(Beginning of Task input)

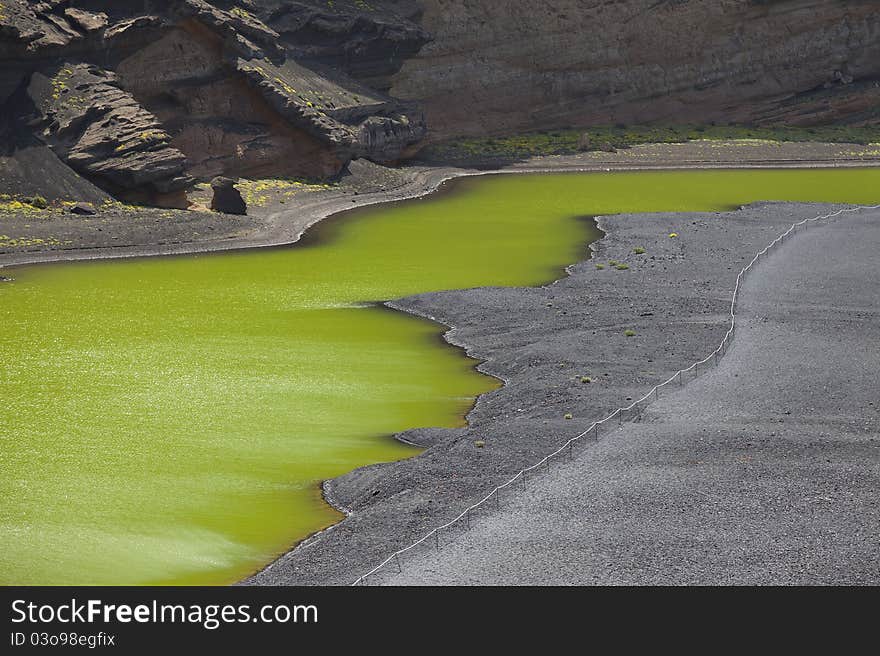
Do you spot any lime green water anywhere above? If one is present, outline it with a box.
[2,168,879,585]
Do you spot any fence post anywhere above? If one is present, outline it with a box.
[678,370,683,386]
[395,554,402,573]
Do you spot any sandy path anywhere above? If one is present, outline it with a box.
[378,209,880,585]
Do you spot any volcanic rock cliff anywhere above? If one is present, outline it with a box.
[0,0,427,204]
[390,0,880,140]
[1,0,878,206]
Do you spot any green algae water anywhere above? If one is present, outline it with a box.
[2,167,880,585]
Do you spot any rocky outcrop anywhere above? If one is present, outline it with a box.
[389,0,880,140]
[2,1,879,206]
[254,0,430,92]
[25,64,190,202]
[0,0,427,204]
[210,175,246,214]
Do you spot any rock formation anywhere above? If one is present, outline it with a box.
[389,0,880,140]
[0,0,427,204]
[1,1,879,206]
[210,175,246,214]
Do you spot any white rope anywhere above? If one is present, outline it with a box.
[351,203,880,585]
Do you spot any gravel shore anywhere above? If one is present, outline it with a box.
[2,144,877,587]
[379,208,880,585]
[246,200,869,585]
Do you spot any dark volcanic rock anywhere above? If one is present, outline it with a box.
[68,201,97,215]
[254,1,430,92]
[2,0,878,203]
[0,0,430,202]
[24,64,190,199]
[210,176,247,215]
[390,0,880,140]
[63,9,108,34]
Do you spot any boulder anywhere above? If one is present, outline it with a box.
[69,202,97,215]
[63,9,109,34]
[210,177,247,215]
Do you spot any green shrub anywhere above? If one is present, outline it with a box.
[28,196,48,209]
[624,329,636,337]
[595,263,605,270]
[581,376,591,384]
[615,263,630,270]
[633,247,646,255]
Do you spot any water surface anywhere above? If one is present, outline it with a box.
[2,168,879,585]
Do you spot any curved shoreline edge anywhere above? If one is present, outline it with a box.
[2,156,879,587]
[2,148,878,270]
[350,203,880,585]
[246,196,880,585]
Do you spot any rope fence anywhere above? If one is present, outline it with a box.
[352,203,880,585]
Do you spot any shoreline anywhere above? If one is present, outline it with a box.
[2,146,879,586]
[247,197,869,585]
[2,139,879,270]
[379,206,880,585]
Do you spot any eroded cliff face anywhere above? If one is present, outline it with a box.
[390,0,880,140]
[2,1,878,206]
[0,0,427,204]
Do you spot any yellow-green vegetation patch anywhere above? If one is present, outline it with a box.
[0,235,71,249]
[423,125,880,162]
[50,67,75,101]
[238,178,335,207]
[0,195,52,215]
[230,6,253,20]
[100,198,141,213]
[845,143,880,157]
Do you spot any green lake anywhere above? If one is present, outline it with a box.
[2,168,879,585]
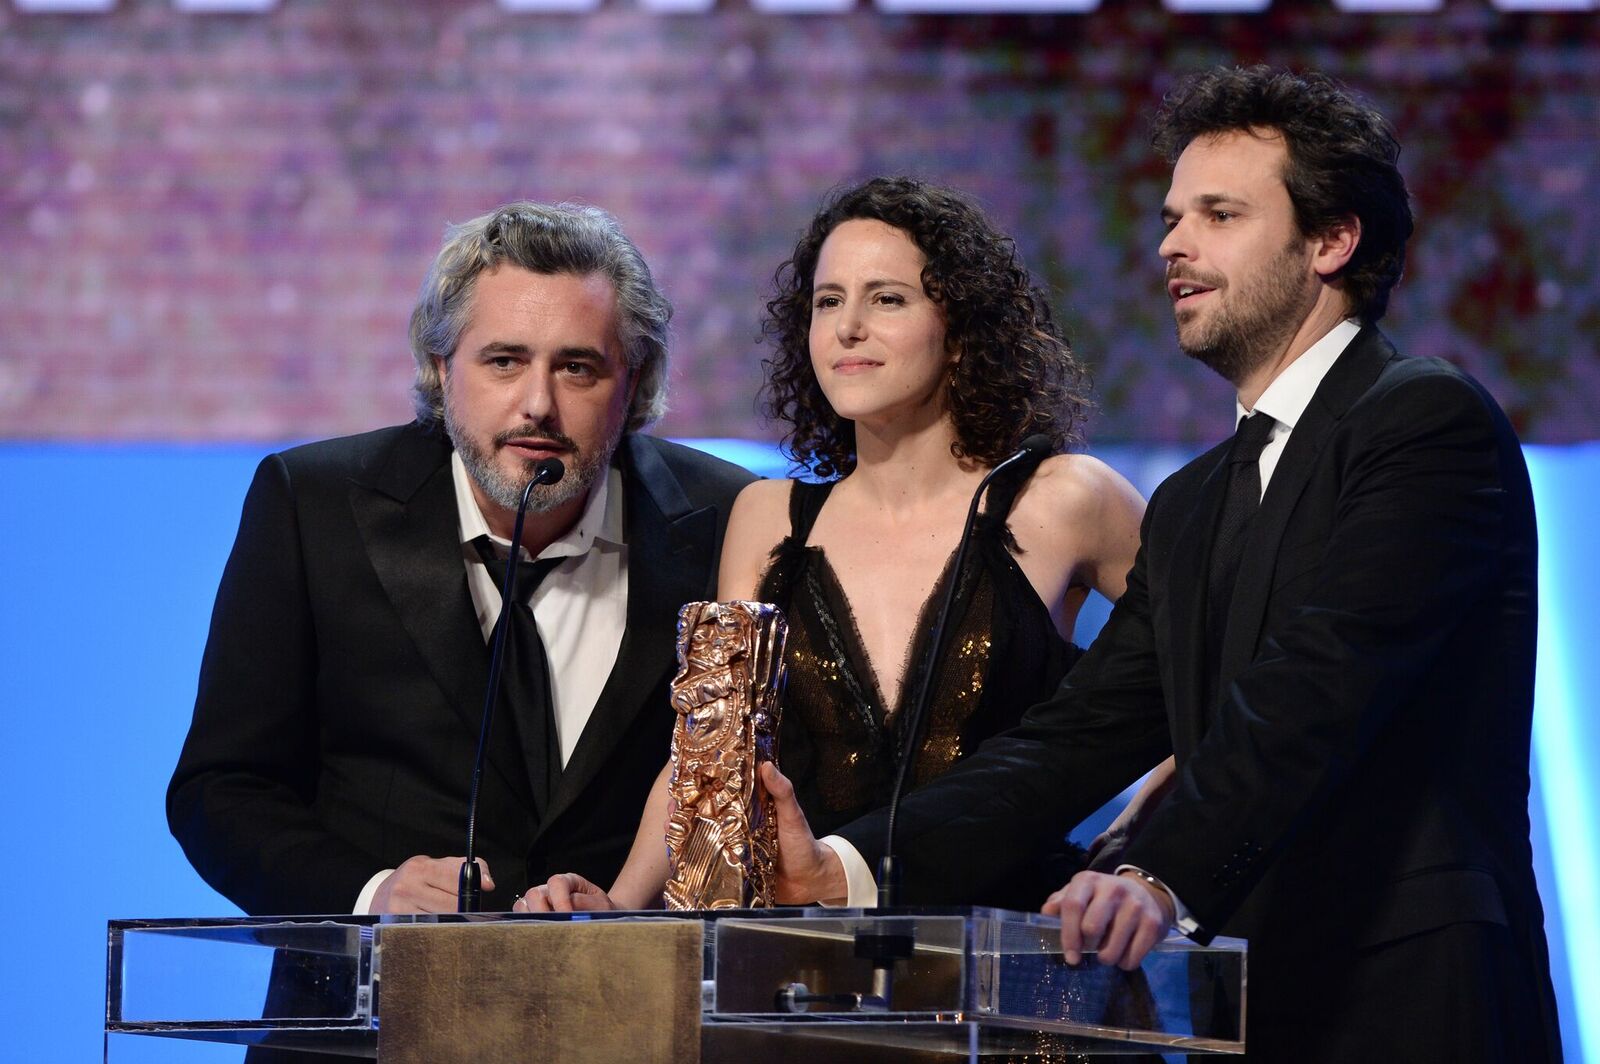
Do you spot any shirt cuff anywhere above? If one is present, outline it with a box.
[818,835,878,908]
[1115,863,1200,936]
[354,869,393,916]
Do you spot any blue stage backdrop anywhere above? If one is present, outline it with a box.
[2,2,1599,446]
[0,441,1595,1062]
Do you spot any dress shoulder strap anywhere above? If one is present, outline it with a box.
[786,479,836,547]
[755,479,835,604]
[981,448,1049,524]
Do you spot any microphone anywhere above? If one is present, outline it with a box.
[877,433,1051,908]
[853,435,1049,1011]
[459,457,565,912]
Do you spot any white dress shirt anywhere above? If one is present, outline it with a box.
[823,319,1363,915]
[354,453,630,914]
[1236,317,1359,500]
[451,451,630,765]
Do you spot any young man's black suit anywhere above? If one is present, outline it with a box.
[168,421,754,915]
[837,328,1561,1060]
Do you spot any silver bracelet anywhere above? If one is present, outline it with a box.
[1118,867,1197,935]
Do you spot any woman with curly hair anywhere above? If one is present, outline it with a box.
[523,177,1146,912]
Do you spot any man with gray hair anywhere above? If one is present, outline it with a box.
[169,201,754,915]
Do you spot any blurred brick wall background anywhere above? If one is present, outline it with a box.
[1,1,1596,444]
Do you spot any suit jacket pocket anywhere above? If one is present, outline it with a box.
[1353,866,1508,949]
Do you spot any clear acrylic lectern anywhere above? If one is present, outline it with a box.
[107,908,1245,1061]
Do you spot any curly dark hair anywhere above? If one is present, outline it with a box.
[1151,66,1414,324]
[761,177,1090,480]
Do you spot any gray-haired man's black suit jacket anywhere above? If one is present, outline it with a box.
[169,422,754,915]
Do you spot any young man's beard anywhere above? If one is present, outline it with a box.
[1175,239,1316,387]
[443,404,622,517]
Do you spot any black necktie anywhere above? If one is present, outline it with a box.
[475,539,565,817]
[1205,412,1276,706]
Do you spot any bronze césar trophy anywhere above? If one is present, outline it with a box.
[663,600,788,910]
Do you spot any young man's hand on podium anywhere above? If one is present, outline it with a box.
[1043,869,1174,970]
[761,762,848,905]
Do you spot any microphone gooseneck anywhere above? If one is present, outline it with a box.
[877,434,1051,909]
[459,457,566,912]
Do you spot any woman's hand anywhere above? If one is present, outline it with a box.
[514,873,616,912]
[1086,755,1177,868]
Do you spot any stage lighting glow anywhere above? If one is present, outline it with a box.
[1526,444,1600,1064]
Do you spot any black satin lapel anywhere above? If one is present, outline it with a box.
[1218,329,1394,684]
[1167,449,1232,753]
[350,454,534,810]
[1222,409,1324,675]
[540,473,715,832]
[1217,415,1325,683]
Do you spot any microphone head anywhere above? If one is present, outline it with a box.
[532,457,566,486]
[1018,433,1052,458]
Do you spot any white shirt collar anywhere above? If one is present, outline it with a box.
[449,451,625,561]
[1235,318,1361,429]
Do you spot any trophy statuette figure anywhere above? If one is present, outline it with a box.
[663,600,788,910]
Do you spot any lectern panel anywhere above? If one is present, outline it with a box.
[107,909,1245,1061]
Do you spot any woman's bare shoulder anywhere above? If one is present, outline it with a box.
[718,478,799,599]
[1010,454,1145,599]
[1015,453,1143,529]
[729,477,794,533]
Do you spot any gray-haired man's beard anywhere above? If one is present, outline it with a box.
[443,406,620,517]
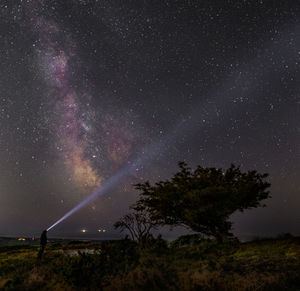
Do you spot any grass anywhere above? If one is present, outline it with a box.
[0,236,299,290]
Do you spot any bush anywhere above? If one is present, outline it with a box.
[169,234,205,248]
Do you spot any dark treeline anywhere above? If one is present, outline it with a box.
[115,162,270,244]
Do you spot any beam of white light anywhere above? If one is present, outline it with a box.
[47,165,131,231]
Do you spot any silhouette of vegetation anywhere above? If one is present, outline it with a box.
[169,234,205,248]
[114,209,158,245]
[0,237,299,290]
[134,162,271,242]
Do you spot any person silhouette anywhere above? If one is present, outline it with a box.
[38,230,47,259]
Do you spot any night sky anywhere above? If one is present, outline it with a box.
[0,1,299,239]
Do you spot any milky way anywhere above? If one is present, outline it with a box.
[27,1,139,194]
[0,1,299,238]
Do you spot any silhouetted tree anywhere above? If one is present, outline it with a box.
[114,209,157,244]
[133,162,271,242]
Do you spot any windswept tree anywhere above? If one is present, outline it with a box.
[114,209,157,244]
[133,162,271,242]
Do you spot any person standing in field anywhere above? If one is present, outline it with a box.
[37,230,47,259]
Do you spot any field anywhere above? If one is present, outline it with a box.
[0,236,299,290]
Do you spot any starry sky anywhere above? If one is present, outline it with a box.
[0,0,299,239]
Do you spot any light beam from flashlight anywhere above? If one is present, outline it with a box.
[46,134,166,232]
[46,164,132,231]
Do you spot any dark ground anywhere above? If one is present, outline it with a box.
[0,235,299,290]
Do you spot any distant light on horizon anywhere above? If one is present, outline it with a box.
[81,229,87,233]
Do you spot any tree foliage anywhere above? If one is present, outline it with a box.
[114,210,157,244]
[133,162,271,242]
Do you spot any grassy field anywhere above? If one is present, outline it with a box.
[0,236,299,290]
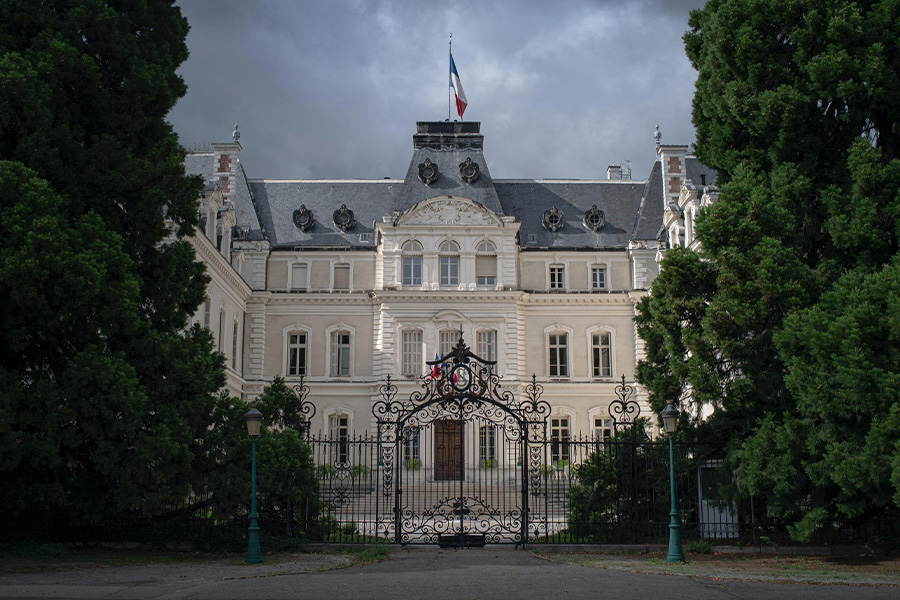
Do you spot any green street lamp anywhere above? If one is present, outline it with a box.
[660,403,685,563]
[245,407,263,564]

(End of Task input)

:: What is required ::
Write down only the closing run of lines: the one containing "Do you spot any green street" and every line after it to the end of the entries, exactly.

:: Response ::
Do you spot any green street lamp anywhere above? If one is present, outline it with a box.
[660,403,685,563]
[245,407,263,564]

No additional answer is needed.